> **PROBLEM TO SOLVE**: Copy out word for word everything in the items below, from their first line down to and including the line that contains "x=391, y=463".

> **RECORDS**:
>> begin
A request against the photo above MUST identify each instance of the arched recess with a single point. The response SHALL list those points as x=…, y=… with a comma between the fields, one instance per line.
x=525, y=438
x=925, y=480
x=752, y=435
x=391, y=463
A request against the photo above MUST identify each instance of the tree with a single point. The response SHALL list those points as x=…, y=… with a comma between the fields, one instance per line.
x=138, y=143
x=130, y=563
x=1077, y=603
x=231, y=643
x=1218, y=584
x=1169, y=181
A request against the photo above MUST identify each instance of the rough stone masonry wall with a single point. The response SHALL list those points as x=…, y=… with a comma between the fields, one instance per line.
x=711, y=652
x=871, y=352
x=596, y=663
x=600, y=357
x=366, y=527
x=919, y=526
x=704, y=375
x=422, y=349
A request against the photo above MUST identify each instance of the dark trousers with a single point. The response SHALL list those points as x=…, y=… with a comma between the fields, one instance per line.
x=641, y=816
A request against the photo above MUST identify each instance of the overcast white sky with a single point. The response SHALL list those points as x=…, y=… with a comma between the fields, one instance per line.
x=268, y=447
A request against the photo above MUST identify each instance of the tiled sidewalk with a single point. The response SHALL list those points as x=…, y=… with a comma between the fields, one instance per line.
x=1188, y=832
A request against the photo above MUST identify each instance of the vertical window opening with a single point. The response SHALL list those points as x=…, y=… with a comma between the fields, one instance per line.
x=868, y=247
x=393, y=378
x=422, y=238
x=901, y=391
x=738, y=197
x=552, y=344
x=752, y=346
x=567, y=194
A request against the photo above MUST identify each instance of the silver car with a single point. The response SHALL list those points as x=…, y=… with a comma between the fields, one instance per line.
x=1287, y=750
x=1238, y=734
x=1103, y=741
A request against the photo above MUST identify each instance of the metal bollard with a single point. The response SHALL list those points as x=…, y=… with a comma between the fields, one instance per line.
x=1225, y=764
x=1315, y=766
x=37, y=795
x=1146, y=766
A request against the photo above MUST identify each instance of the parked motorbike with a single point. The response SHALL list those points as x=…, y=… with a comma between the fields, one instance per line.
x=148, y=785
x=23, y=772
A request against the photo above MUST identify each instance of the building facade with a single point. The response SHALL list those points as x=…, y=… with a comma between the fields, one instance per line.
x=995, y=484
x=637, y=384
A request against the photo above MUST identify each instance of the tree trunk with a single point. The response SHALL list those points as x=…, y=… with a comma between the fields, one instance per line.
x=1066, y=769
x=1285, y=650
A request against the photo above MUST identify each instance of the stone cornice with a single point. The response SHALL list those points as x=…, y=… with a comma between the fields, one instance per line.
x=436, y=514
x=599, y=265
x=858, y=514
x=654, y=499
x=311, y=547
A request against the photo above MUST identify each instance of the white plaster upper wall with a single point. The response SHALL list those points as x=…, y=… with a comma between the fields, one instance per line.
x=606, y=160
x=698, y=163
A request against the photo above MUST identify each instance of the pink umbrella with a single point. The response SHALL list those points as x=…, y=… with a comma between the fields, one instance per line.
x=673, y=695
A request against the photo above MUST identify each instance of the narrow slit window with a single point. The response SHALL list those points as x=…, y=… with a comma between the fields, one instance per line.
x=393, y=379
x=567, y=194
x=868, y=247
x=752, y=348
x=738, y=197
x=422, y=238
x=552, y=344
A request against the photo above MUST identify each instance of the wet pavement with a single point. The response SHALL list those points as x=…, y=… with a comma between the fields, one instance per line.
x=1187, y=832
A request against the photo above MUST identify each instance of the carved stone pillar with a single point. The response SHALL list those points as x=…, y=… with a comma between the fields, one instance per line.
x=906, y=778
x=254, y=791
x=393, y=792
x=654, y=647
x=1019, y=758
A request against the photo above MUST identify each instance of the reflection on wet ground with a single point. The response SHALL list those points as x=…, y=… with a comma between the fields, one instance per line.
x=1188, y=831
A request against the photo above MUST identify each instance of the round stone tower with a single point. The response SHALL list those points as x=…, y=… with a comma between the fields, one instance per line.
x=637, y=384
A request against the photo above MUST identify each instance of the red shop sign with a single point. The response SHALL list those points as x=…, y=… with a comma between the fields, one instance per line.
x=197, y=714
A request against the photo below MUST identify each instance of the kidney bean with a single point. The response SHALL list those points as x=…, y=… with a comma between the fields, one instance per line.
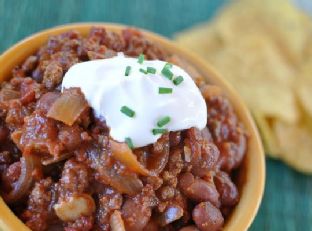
x=189, y=228
x=228, y=192
x=207, y=217
x=198, y=189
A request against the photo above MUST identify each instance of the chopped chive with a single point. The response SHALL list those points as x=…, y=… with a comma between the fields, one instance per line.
x=127, y=111
x=178, y=80
x=164, y=90
x=168, y=65
x=143, y=71
x=129, y=142
x=141, y=59
x=127, y=72
x=157, y=131
x=151, y=70
x=167, y=73
x=163, y=121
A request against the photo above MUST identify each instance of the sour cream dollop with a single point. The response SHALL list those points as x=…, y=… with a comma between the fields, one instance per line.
x=107, y=89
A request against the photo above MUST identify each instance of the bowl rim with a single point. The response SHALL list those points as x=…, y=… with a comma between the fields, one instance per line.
x=252, y=192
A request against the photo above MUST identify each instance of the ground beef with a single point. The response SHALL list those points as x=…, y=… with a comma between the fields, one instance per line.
x=79, y=185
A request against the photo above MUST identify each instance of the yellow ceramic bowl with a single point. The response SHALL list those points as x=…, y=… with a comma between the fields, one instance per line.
x=252, y=171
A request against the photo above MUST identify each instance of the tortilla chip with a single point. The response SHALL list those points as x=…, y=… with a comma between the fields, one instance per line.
x=264, y=49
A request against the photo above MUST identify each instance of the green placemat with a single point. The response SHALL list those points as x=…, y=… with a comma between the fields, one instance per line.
x=287, y=204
>> end
> **WRITTEN SOLUTION**:
A request against the photo above MUST identify each instance of the arched recess with a single point. The response SHALL list those points as x=…, y=… with a comma between the fields, one instance per line.
x=525, y=438
x=925, y=480
x=752, y=435
x=391, y=463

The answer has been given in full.